THE EXERCISE
Continue the forum thread about wearing chaps for trail riding, starting right after its last line.

— BEGIN SOURCE EXCERPT —

# Chaps???



## paul333 (Jan 13, 2010)

Ok, so I need advice. Been riding horses for about a year, I only trail ride in field and pastures near my barn. I am wanting a pair of chaps to wear while riding, I have heard they give a little better grip and protect from the very occasional brush we run into, and also I just plain old like the look of chaps.

My long-winded question is, does anyone actually wear chaps or ****** on the trail? My wife says no and that I will just get laughed at by real horse people who have been around horses their whole life, and that chaps are just a rodeo and working cowboy thing. Any opinions? And picks of what ya'll use if you do?


----------



## tinyliny (Oct 31, 2009)

I think ****** might get you a few looks (though I love ******). But chaps are ridden in all the time by daily riders. a lot of english folks wear them to school jumps or hack out. Just get some rather plain ones . 
Ultimately, who cares what other people think?

I ride in a western saddle, with english breeches , paddock boots and half chaps, a sparkly dressage bridle and gloves. And helmet. Who cares!


----------



## phantomhorse13 (Feb 18, 2011)

— END SOURCE EXCERPT —
— BEGIN DATA LINES —

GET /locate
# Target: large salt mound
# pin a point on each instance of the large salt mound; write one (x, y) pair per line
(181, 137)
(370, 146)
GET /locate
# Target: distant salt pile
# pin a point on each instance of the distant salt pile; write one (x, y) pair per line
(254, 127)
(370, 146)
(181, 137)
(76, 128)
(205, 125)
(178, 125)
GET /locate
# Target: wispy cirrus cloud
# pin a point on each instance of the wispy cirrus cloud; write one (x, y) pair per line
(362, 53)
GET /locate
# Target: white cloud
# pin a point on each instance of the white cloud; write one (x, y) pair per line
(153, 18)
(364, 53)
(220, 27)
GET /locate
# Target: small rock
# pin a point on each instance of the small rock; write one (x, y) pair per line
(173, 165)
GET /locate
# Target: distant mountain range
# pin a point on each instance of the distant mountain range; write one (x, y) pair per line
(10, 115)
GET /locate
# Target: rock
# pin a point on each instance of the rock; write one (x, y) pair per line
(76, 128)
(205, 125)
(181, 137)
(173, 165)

— END DATA LINES —

TASK ANSWER
while i see more people half chaps and tights than full chaps, there are def people who prefer full chaps when they ride. i myself wear them during the winter or rain, as i have a pair of waterproof/windproof full chaps. i also have a pair of heavy suede ones that are bright purple with fringe, which i use when i know i'm going to be dealing with lots of stickerbushes (trail clearing, etc). they look pretty ridiculous, but the price was right (free) and they keep me from getting torn up.

i agree with tiny--wear what makes you comfortable! who cares what anybody else thinks, as long as you are comfy and safe.


----------



## OneHotFuzz (Feb 26, 2011)

Shotgun chaps all the way  I always wear mine when I go out trail riding because I know my horse loves bush waking and chaps help protect my legs from the branches and stuff. I'll be using them almost everyday once I move to my new barn at the end of this month, cause it's got loads of trails around. Chaps were made to protect your legs from anything to a cow or a bush. My friend who does tram penning and sorting wears his for the cows. I've seen people just wear them cause they like the look and I wear mine for the bushes lol. I would argue about the idea that they give you a better grip in the saddle though... but I have a really good seat and I know my horse and love my saddle so I never slip anyways, but they definitely protect you. The main issue with chaps is price. They can be very very expensive, (about 300-500 for a good pair of custom chaps) I don't know what regular retail price is for already made chaps cause that's not how I bought mine since I wanted certain changes to the regular style, like having the zippers in reverse, a buckle in the back and the front, a small pocket for my phone, etc.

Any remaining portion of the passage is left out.